*** PROVIDED RECORDS Section Begins ***
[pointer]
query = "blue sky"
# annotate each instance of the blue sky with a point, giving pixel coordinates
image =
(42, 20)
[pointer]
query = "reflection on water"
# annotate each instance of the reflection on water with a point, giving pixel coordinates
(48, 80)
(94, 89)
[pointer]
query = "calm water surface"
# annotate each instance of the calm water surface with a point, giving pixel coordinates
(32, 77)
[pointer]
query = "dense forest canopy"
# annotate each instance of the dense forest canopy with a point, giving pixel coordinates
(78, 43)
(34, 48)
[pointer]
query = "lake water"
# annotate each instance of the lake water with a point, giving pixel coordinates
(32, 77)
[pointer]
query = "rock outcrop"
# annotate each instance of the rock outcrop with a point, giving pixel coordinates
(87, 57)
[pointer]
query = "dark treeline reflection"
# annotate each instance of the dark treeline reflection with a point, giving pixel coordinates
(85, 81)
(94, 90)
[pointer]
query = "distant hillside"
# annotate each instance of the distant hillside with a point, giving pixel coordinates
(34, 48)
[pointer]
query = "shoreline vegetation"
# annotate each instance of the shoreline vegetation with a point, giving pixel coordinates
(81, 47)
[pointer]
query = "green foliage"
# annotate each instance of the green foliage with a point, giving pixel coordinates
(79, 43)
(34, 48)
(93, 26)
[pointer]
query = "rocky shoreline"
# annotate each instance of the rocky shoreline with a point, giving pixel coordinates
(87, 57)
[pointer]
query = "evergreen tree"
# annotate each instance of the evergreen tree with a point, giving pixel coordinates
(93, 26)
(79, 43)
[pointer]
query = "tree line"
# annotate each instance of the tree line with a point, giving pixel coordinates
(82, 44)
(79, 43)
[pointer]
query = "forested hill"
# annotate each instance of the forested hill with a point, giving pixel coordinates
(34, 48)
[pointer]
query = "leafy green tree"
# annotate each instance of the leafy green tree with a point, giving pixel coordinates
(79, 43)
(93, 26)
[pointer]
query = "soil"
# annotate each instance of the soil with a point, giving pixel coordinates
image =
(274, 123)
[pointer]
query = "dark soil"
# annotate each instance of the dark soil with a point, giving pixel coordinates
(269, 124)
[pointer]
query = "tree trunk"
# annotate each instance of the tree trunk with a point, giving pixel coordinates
*** PROVIDED RECORDS Section Ends ***
Restating the data word for word is the whole task.

[pointer]
query = "blue sky"
# annotate each instance of the blue sky with a point, giving pixel coordinates
image =
(42, 20)
[pointer]
query = "reflection on water"
# annotate each instance of the reflection on water with a point, giving pixel coordinates
(48, 80)
(94, 89)
[pointer]
query = "calm water surface"
# annotate each instance of the calm water surface with a point, giving pixel coordinates
(32, 77)
[pointer]
query = "dense forest canopy"
# annotate each instance of the dense forest canopy with a point, giving pixel coordinates
(78, 43)
(34, 48)
[pointer]
query = "lake water"
# annotate each instance of the lake water with a point, giving pixel coordinates
(32, 77)
[pointer]
query = "rock outcrop"
# annotate each instance of the rock outcrop with a point, giving pixel coordinates
(87, 57)
[pointer]
query = "dark treeline reflection"
# annotate each instance of the dark treeline reflection with a point, giving pixel coordinates
(85, 81)
(94, 90)
[pointer]
query = "distant hillside"
# annotate each instance of the distant hillside with a point, giving pixel coordinates
(34, 48)
[pointer]
query = "shoreline vegetation"
# annotate each instance of the shoreline vegetation with a point, giving pixel coordinates
(81, 47)
[pointer]
query = "green foliage"
# annotate each instance of the green foliage with a point, giving pixel coordinates
(79, 43)
(34, 48)
(93, 26)
[pointer]
query = "rocky shoreline"
# annotate each instance of the rocky shoreline with a point, giving pixel coordinates
(87, 57)
[pointer]
query = "evergreen tree"
# annotate each instance of the evergreen tree with a point, giving pixel coordinates
(93, 26)
(79, 43)
[pointer]
query = "tree line"
# annotate each instance of the tree line with a point, giving pixel coordinates
(82, 44)
(79, 43)
[pointer]
query = "forested hill"
# annotate each instance of the forested hill with a point, giving pixel coordinates
(34, 48)
[pointer]
query = "leafy green tree"
# annotate each instance of the leafy green tree with a point, giving pixel coordinates
(79, 43)
(93, 26)
[pointer]
query = "soil"
# annotate each instance of the soil with a point, giving pixel coordinates
image =
(274, 123)
[pointer]
query = "dark soil"
# annotate each instance of the dark soil with a point, giving pixel coordinates
(269, 124)
[pointer]
query = "tree trunk"
# annotate each instance of the tree trunk with a point, giving pixel coordinates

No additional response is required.